Selected extract Block Start
Delta Air Lines said Thursday that it would assist federal coronavirus contact tracing efforts, becoming the first airline to do so after the industry spent years resisting government requests for help.
Starting Dec. 15, Delta will ask all passengers flying into the United States to voluntarily provide their names, email addresses, destination addresses and phone numbers — information that it will share with the Centers for Disease Control and Prevention.
“We want customers to feel safe when they return to travel, and this voluntary program is another way we can provide additional reassurance to customers and employees alike,” Bill Lentsch, Delta’s chief customer experience officer, said in a statement.
For more than a decade, the U.S. government has pressured airlines to collect such information to help contain contagious viruses. But the industry had rebuffed those requests, saying that it would be too expensive and time-consuming. Earlier this year, airlines helped to thwart a Trump administration effort to require such data collection, even as Congress approved $50 billion in aid for passenger airlines. Instead, the industry offered to set up a website and mobile application where passengers could provide information to the government, but talks with federal officials fell apart this summer.
At the start of the pandemic, the United States had few known cases and government officials were most focused on keeping the virus from getting into the country. But with millions infected and the virus spreading widely, it’s unclear how useful the information collected voluntarily, only from international arrivals and by a single airline, will be.
Selected extract Block End
*Problem description*
Please reproduce the article on Delta's contact tracing plan word for word, in full.
Dataset excerpts Block Start
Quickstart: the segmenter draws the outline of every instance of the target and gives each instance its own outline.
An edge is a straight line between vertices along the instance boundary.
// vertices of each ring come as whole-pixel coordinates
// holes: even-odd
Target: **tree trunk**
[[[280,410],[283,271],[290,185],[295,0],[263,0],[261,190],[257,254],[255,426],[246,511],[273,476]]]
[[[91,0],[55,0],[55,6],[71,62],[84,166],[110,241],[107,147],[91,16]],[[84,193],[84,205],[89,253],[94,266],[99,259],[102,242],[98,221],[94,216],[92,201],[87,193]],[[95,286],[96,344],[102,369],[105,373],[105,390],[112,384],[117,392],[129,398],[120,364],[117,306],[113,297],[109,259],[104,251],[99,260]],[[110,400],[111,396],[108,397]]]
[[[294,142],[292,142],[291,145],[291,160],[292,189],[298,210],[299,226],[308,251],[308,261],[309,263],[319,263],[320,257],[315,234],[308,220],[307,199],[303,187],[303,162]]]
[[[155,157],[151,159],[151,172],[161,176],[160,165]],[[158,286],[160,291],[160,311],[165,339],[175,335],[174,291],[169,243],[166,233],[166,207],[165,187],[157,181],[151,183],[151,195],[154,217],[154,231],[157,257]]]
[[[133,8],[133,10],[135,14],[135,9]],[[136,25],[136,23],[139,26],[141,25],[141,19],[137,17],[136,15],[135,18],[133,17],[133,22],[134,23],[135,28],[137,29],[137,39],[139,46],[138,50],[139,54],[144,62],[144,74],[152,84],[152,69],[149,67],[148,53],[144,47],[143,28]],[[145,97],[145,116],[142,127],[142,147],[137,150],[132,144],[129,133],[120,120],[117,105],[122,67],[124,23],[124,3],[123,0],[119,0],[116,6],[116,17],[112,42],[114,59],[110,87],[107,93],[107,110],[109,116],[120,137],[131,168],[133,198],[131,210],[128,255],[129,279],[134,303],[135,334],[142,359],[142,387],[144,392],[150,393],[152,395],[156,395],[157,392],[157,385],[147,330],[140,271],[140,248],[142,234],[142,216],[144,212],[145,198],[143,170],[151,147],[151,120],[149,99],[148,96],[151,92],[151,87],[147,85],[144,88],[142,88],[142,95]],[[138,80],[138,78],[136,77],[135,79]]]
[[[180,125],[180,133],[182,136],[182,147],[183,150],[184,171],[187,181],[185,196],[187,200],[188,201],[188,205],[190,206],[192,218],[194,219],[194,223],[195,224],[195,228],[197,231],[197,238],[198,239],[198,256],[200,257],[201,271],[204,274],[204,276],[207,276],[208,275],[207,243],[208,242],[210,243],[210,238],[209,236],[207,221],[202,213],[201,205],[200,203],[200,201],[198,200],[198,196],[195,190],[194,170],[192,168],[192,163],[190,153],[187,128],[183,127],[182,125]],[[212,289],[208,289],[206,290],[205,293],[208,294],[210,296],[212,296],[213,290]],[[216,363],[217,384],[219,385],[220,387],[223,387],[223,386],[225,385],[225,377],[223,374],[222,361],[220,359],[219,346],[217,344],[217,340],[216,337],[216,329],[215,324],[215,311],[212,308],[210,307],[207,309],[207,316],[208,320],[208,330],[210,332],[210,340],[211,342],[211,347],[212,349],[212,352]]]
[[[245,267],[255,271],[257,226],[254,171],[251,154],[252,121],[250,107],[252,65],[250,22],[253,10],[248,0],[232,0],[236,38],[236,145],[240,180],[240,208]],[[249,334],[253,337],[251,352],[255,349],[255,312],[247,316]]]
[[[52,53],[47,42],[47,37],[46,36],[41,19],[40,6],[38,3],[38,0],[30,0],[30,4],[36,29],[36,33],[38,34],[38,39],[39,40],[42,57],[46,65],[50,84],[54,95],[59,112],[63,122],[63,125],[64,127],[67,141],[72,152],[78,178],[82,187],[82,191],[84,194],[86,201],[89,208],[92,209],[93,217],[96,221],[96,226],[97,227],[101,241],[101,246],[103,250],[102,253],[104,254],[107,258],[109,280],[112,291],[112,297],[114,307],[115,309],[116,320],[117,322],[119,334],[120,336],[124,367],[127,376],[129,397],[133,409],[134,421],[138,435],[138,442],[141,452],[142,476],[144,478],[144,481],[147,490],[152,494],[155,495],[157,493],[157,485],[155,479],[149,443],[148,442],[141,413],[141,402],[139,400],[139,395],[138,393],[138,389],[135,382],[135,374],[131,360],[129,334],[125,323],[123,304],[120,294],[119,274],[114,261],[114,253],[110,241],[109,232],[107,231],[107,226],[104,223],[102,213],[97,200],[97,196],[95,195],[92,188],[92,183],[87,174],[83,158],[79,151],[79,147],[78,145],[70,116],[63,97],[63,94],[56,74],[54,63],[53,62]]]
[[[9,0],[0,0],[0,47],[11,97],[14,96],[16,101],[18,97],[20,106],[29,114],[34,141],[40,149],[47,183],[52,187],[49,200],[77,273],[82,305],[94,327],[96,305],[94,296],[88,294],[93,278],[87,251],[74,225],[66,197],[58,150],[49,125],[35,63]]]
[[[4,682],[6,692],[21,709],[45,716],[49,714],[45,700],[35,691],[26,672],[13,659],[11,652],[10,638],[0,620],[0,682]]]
Dataset excerpts Block End
*Output below*
Delta Air Lines said Thursday that it would assist federal coronavirus contact tracing efforts, becoming the first airline to do so after the industry spent years resisting government requests for help.
Starting Dec. 15, Delta will ask all passengers flying into the United States to voluntarily provide their names, email addresses, destination addresses and phone numbers — information that it will share with the Centers for Disease Control and Prevention.
“We want customers to feel safe when they return to travel, and this voluntary program is another way we can provide additional reassurance to customers and employees alike,” Bill Lentsch, Delta’s chief customer experience officer, said in a statement.
For more than a decade, the U.S. government has pressured airlines to collect such information to help contain contagious viruses. But the industry had rebuffed those requests, saying that it would be too expensive and time-consuming. Earlier this year, airlines helped to thwart a Trump administration effort to require such data collection, even as Congress approved $50 billion in aid for passenger airlines. Instead, the industry offered to set up a website and mobile application where passengers could provide information to the government, but talks with federal officials fell apart this summer.
At the start of the pandemic, the United States had few known cases and government officials were most focused on keeping the virus from getting into the country. But with millions infected and the virus spreading widely, it’s unclear how useful the information collected voluntarily, only from international arrivals and by a single airline, will be.